(Data items)
^^^^^^^^^^^^^^^^

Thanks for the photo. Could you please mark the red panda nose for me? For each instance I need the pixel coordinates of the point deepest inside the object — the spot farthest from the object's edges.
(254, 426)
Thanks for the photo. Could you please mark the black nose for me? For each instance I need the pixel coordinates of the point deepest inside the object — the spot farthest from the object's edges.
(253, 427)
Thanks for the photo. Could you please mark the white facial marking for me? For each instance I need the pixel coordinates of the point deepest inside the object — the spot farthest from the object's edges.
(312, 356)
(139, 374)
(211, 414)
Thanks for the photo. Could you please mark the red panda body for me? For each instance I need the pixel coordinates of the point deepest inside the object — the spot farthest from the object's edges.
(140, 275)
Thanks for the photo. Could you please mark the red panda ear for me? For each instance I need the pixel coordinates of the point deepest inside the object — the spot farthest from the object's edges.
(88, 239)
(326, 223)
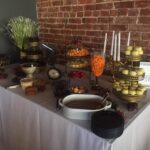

^^^^^^^^^^^^^^^^

What you need to do —
Copy the entire listing above word for word, and leave the pictures out.

Final answer —
Thanks for the photo. Could you please mark the red panda nose for me? For each instance I need the pixel coordinates of the point deepest inside the object — the spot farthest from the object's edges.
(254, 426)
Thanks for the photo. Could you please mark the black nose for me? For each instance I need the pixel coordinates of the point deepest inside the object — the spot farthest from the object's edges.
(253, 427)
Thanks for the photo. Could you please mark the white facial marking for me? For each instance I need the pixel coordinates of the point deepest inside the object — the spot farthest from the object's edges.
(312, 356)
(139, 374)
(211, 414)
Thanks for the photo. Could you please mark the red panda body for me? For each instance I need the pixel coordinates of the point deepest inside the object — the spot farthest from the object's edges.
(140, 275)
Thanks for the photo. Could you please mark the red panda ear for me? For each instance I need the pixel coordinates of the point deepest inside the object — the spot farthest from the object's edges.
(88, 239)
(326, 223)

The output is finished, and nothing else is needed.